Start of Block
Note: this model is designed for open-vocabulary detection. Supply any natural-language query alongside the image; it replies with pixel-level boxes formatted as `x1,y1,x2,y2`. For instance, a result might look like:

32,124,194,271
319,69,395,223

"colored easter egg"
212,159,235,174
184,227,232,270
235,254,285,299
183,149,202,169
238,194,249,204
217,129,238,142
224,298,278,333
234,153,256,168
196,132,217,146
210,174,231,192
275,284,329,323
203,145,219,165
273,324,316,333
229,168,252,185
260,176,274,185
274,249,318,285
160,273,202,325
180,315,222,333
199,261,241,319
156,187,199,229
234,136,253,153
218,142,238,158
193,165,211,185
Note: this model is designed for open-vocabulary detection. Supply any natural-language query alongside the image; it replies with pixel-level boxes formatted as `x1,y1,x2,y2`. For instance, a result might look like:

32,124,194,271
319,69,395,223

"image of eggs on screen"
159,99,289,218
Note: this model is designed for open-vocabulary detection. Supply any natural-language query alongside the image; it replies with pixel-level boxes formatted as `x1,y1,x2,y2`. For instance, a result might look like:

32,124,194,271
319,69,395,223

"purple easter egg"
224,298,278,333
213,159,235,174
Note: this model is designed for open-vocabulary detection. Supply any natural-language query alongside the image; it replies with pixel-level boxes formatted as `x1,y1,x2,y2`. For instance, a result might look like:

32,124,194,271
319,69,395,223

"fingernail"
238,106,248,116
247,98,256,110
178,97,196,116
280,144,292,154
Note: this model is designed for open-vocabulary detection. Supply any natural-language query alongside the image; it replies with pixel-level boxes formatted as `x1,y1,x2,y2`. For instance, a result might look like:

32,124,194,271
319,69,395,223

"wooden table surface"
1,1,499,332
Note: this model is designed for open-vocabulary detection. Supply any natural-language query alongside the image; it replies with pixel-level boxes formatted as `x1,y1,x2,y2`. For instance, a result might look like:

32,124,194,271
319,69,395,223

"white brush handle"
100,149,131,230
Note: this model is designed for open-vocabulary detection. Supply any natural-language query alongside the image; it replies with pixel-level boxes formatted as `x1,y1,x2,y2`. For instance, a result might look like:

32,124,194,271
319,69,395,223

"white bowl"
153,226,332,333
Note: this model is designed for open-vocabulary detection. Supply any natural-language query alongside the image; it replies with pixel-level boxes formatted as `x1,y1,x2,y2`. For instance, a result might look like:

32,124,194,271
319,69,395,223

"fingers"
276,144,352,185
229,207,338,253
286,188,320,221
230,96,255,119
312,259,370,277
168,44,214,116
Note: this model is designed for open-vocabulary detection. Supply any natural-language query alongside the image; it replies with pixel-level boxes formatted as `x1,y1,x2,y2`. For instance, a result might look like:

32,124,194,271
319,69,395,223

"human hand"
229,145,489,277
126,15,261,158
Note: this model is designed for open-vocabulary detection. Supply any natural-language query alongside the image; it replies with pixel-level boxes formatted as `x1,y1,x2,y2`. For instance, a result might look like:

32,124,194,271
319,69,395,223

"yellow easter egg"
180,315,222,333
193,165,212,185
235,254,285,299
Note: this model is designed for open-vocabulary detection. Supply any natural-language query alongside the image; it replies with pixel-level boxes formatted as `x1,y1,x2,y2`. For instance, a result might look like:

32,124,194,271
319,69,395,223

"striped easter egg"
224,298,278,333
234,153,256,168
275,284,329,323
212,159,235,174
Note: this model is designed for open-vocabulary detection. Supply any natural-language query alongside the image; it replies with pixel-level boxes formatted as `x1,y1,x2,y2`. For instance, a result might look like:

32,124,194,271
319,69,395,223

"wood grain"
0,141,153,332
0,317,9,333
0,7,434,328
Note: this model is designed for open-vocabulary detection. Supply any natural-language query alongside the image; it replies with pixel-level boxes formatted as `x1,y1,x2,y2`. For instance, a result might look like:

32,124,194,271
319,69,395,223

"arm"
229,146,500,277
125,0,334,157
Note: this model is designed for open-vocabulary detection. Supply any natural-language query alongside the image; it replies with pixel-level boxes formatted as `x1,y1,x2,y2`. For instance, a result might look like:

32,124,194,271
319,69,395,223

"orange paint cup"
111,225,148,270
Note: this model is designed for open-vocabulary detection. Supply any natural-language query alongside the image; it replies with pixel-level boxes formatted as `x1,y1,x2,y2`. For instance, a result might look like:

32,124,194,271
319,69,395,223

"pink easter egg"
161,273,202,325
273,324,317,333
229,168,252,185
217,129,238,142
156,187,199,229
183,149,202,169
End of Block
What you should do: Only an exact copy of the entries above will do.

Final answer:
Note: this model is designed for open-vocabulary detection. Supply any natural-language query alongside the image; it replies with pixel-level boxes formatted as `x1,y1,x2,y2`. For instance, a result might look like:

32,124,194,271
319,69,395,223

"colored easter egg"
212,159,235,174
184,227,232,270
235,254,285,299
183,149,202,169
238,194,249,204
217,129,238,142
224,298,278,333
234,153,256,168
196,132,217,146
210,174,231,192
275,284,329,323
203,145,219,165
273,324,316,333
229,168,252,185
260,176,274,185
274,249,318,285
160,273,202,325
180,315,222,333
199,261,241,319
156,187,199,229
234,136,253,153
218,142,238,158
193,165,211,185
Note: this model is designed for open-vocabulary detection. Supply any natural-language query alongside the image; it replies with pixel-level boxes formatted as `x1,y1,x2,y2`. For instance, a result might look like:

32,124,194,271
319,69,395,223

"image of eggs on screen"
159,99,289,218
Note: this model is designed for open-vocabulary detection. Supply any natural-language query alongside the image; it replies with pixel-level boxes formatted as `x1,y1,x2,y2`. For instance, a result might look like:

32,124,194,271
319,69,395,223

"purple easter egg"
224,298,278,333
213,159,235,174
Note: this model is designed for open-vocabulary detection. Supply any natural-language query alongside the image; it replies with pixel-level boxes formatted as `x1,y1,x2,y2`. For instance, a result might look like:

32,124,194,271
319,69,395,223

"fingernail"
238,106,248,116
247,98,256,110
178,97,196,116
280,144,292,154
Note: this model is designed for open-vocabulary detection. Supply any natural-language query alongside the image; it replies with pixel-level boxes formatted as `x1,y1,x2,y2`. For instance, a result might look like:

32,124,194,271
319,69,395,223

"wooden table surface"
1,1,499,332
Note: this model is designed for open-vocabulary detection. Supply any natural-language query alongside the image; it replies with pixel-level boxes formatted as `x1,y1,x2,y2`. For instance, a result might look like:

32,124,194,271
319,69,395,223

"white brush handle"
100,149,131,230
Note: this model is designed for open-vocabulary detection. Supply any natural-language query alongside the image; it replies with pixel-level boxes formatted as `x1,y1,x2,y2`. For instance, a result might look like:

32,124,194,271
319,69,395,223

"white bowl"
153,226,332,333
Note: this model is designed for open-vocabulary detection. Supply any natural-language query alongside the image; it replies with pixel-level boxes formatted as `x1,y1,x2,y2`. For instance, a result might look like:

32,124,194,271
319,69,395,223

"fingers"
276,144,352,185
229,207,338,253
286,188,320,221
230,96,255,119
312,259,370,277
168,44,214,116
Note: this model is designed for open-vocabulary detection. Supply any natural-language query alongside the image; it replies with pixel-level boxes formatted as `x1,y1,x2,y2`. For instance, a result might look like:

32,124,194,271
319,69,395,223

"human hand"
229,145,489,277
126,15,261,158
Note: this model is designed for open-vocabulary detection. Supply any natural-language query alongside the image; it replies with pixel-level boxes formatted as `x1,y1,x2,y2`. For instance, a result might look like:

32,124,194,271
319,69,395,223

"yellow easter egg"
180,315,222,333
193,165,212,185
235,254,285,299
Note: this model is designed for open-vocabulary detection. Supply any natural-language query alongside the image; it replies with pixel-level boxes formatted as `x1,y1,x2,y2`. For instance, a result might look like:

32,124,194,271
319,69,395,223

"striped easter egg"
224,298,278,333
234,153,256,168
275,284,329,323
212,159,235,174
Note: this model is designed for open-vocabulary detection. Supply any natural-language query alongside the image; it replies with pixel-level boxes formatted as `x1,y1,x2,y2`. For instance, a result might look like:

32,124,194,271
319,69,395,223

"wood grain"
0,141,153,332
0,317,9,333
0,7,434,328
Note: this model is designed for open-vocabulary detection. Supply any natural-language query alongside the image; it replies with pixel-level boxes formatted as `x1,y1,x2,y2`. For instance, a result might look like:

32,124,194,271
319,69,395,223

"arm"
229,146,500,277
125,0,334,157
Note: this model is designed for open-vocabulary detection. Supply any natural-language query alongside the image; it replies with pixel-level boxes formatted as `x1,y1,x2,y2`. For instance, a result might look like:

32,124,194,271
319,69,395,223

"orange paint cup"
111,225,148,270
Note: this model is designed for open-vocabulary detection. Supply any natural-language query alongside the image; it replies with pixel-level boxes formatted as `x1,y1,x2,y2`. For instance, a result might look like:

32,124,194,271
319,69,395,223

"pink easter egg"
161,273,202,325
273,324,317,333
229,168,252,185
217,129,238,142
156,187,199,229
183,149,202,169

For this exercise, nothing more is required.